Give only the number of lines in the data that include the string "foliage".
────────────────────
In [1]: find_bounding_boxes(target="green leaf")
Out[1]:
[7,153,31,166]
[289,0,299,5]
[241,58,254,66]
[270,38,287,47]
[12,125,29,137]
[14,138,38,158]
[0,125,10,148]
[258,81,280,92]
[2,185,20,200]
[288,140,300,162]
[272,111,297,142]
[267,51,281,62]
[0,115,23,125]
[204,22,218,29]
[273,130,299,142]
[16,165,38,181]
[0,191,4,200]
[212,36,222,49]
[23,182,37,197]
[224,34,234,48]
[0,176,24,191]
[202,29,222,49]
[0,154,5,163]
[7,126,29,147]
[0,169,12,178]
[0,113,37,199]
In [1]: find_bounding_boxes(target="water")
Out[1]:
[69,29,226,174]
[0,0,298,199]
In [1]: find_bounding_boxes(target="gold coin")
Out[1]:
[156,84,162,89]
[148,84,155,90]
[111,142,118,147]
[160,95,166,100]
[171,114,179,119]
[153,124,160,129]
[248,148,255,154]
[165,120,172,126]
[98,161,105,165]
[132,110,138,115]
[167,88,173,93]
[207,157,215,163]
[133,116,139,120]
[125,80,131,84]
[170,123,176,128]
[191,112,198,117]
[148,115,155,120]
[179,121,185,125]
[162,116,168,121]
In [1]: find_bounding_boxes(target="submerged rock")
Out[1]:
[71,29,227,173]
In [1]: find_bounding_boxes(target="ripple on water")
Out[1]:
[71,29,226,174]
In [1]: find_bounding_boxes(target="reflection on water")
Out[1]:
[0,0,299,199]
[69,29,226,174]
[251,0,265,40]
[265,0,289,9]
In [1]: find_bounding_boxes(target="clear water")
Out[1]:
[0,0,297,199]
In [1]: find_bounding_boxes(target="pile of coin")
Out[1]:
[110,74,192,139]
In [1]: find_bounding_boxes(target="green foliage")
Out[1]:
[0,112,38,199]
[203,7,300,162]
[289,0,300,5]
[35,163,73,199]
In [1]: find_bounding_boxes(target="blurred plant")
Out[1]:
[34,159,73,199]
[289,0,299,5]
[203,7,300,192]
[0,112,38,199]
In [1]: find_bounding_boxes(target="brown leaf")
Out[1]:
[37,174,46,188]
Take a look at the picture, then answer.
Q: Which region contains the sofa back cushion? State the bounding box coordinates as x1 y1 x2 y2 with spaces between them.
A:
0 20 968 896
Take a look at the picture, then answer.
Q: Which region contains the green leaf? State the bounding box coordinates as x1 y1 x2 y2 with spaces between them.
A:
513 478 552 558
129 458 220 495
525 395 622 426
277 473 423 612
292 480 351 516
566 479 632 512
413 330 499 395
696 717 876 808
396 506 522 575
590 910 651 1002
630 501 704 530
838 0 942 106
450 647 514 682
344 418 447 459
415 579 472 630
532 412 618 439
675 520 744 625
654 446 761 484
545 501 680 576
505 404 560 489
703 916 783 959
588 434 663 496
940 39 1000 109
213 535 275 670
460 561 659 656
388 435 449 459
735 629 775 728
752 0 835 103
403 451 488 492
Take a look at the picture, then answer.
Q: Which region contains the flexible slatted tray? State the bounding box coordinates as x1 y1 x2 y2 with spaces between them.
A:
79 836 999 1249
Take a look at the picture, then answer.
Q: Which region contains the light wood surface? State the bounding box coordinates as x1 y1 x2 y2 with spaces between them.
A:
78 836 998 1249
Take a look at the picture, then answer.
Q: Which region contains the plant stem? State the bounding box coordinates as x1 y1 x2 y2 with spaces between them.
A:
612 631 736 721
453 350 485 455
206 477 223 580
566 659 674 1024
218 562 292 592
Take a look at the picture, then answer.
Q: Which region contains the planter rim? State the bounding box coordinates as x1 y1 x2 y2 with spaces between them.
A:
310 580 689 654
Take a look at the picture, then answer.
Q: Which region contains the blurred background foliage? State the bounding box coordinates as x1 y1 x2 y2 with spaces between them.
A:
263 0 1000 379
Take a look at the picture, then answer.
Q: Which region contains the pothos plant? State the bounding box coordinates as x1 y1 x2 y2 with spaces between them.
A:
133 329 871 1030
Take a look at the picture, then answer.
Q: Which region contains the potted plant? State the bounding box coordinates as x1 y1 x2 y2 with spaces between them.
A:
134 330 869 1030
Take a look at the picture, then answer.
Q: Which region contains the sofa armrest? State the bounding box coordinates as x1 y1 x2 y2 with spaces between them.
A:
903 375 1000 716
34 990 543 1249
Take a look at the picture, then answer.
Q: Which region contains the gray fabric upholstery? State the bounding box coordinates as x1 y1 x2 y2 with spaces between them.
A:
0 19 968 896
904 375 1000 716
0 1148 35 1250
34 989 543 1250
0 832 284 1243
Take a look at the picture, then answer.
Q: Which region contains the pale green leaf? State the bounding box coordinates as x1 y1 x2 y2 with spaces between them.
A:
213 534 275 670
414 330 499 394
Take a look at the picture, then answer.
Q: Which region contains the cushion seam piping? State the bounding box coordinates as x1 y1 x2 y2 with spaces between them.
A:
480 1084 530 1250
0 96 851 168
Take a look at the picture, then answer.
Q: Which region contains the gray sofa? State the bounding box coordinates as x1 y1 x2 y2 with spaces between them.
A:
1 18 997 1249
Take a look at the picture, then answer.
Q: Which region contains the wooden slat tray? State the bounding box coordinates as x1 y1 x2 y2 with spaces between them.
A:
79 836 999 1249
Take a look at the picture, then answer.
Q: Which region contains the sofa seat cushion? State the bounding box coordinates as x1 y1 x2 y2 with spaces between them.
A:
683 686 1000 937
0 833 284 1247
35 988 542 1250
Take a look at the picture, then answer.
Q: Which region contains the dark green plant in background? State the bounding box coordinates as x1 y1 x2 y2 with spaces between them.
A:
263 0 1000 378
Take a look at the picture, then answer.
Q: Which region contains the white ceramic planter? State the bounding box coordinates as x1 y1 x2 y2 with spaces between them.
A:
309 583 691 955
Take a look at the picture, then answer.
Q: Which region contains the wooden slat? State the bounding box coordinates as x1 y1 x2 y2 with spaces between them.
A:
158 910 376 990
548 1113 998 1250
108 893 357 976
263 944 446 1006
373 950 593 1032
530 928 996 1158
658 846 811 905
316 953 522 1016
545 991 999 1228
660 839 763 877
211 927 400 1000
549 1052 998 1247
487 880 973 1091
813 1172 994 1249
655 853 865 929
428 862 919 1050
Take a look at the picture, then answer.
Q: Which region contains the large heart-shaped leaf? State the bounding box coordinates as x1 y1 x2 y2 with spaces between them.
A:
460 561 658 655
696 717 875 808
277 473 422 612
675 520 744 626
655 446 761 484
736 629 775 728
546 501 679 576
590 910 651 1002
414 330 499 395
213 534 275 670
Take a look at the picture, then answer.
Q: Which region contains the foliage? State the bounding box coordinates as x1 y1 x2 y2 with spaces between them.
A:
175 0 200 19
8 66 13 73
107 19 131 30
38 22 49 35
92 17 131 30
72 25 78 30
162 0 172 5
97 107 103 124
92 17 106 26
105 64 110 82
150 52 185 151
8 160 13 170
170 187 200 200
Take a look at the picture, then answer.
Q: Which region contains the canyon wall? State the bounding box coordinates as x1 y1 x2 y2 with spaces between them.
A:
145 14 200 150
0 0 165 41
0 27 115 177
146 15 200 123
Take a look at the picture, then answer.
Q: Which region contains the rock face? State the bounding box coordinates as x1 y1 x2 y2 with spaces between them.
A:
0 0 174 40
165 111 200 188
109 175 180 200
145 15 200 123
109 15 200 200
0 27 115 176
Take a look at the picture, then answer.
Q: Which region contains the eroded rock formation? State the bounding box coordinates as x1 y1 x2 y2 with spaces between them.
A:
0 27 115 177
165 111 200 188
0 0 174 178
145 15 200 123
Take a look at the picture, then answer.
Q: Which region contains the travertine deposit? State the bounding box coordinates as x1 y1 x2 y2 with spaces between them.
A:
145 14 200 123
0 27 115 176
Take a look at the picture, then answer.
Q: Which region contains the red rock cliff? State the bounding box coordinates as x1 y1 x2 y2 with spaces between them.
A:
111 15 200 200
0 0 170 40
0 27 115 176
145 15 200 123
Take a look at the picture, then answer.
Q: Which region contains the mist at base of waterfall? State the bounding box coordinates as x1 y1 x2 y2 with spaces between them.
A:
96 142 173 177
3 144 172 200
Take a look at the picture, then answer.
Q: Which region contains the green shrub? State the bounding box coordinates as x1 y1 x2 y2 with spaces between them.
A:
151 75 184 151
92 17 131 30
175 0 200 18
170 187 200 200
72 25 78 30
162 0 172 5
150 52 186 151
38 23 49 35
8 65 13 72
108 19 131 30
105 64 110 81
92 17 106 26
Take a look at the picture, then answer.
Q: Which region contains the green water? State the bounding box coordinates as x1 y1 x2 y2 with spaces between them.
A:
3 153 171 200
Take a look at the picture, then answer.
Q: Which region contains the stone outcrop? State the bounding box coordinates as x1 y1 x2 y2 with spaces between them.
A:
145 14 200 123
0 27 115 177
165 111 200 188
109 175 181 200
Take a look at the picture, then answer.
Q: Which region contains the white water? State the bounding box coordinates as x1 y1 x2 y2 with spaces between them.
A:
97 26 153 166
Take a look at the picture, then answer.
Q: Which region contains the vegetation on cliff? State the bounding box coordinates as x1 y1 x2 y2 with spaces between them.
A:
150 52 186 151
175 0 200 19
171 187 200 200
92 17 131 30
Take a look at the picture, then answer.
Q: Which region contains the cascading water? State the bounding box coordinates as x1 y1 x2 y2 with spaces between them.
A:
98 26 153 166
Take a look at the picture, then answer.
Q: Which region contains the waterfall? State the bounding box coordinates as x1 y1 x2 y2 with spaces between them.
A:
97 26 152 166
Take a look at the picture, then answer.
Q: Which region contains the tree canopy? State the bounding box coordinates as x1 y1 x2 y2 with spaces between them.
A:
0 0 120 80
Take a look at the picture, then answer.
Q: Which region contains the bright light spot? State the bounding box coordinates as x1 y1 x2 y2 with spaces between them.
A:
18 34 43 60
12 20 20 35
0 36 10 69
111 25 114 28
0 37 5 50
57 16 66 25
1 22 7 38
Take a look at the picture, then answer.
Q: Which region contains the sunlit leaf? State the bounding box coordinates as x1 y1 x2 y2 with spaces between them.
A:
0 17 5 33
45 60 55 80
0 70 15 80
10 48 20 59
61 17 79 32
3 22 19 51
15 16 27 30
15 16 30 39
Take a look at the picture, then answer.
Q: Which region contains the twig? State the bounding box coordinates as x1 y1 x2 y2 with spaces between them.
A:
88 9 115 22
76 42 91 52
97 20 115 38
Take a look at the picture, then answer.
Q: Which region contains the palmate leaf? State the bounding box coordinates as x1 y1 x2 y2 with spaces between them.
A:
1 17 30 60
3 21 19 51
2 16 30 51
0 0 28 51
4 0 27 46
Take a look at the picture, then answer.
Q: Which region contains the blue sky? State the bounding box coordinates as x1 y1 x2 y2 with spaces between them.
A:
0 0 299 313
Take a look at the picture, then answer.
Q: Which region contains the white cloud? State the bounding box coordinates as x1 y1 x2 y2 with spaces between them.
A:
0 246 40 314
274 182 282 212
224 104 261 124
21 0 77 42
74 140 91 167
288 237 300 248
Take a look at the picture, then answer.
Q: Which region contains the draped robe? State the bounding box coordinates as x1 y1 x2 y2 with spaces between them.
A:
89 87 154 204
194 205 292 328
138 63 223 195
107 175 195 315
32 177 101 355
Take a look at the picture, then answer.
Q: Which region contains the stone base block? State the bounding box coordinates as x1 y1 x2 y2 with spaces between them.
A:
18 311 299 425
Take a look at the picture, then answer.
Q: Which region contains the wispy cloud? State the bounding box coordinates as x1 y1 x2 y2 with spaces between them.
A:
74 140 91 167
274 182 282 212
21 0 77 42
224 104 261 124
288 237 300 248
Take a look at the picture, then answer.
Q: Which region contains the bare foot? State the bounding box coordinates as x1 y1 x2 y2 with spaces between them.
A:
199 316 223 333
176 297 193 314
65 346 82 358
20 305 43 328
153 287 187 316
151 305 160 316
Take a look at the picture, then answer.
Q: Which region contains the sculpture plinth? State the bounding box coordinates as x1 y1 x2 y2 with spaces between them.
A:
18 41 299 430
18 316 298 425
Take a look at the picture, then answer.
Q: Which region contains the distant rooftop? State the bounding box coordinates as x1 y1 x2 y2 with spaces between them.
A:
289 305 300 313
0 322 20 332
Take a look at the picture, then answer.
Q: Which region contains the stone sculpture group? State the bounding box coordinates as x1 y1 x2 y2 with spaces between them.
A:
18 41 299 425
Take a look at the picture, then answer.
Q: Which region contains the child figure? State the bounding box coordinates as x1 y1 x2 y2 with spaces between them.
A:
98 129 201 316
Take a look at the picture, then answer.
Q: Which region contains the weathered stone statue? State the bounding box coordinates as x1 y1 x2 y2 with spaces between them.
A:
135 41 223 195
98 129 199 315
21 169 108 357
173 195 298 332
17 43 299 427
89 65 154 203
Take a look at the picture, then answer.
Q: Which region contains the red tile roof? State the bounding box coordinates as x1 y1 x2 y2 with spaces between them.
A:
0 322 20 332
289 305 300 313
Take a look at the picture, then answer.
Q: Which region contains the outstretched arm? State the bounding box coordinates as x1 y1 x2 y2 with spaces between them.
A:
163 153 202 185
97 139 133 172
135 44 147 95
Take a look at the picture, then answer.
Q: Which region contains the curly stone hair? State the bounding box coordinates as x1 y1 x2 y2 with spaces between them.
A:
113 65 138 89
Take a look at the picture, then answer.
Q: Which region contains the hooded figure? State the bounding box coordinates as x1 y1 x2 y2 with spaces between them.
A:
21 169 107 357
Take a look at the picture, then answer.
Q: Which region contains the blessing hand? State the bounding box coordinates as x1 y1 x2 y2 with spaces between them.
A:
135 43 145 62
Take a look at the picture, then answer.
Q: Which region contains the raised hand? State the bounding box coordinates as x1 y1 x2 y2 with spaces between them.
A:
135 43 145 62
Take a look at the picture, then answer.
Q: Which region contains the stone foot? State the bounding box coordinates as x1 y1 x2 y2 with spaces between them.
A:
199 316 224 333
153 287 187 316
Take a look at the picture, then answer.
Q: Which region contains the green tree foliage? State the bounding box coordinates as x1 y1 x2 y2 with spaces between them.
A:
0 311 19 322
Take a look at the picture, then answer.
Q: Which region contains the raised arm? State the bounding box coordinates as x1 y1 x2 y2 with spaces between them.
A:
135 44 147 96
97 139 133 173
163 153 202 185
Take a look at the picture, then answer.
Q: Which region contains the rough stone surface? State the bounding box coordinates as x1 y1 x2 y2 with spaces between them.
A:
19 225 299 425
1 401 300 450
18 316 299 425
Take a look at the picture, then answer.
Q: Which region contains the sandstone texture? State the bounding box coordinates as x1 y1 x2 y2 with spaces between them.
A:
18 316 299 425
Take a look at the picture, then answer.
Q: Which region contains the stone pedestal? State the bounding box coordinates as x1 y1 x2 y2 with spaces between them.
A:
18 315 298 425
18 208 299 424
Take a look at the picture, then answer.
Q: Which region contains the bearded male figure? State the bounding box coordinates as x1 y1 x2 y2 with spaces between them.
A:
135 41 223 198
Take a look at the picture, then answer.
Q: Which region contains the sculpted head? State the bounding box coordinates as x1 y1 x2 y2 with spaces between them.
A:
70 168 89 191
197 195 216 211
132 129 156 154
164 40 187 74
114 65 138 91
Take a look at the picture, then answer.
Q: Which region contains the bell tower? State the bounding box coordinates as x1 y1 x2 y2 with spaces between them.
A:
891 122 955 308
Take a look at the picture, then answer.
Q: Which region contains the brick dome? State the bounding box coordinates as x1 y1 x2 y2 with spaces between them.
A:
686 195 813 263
────────────────────
▸ **Worked solution**
4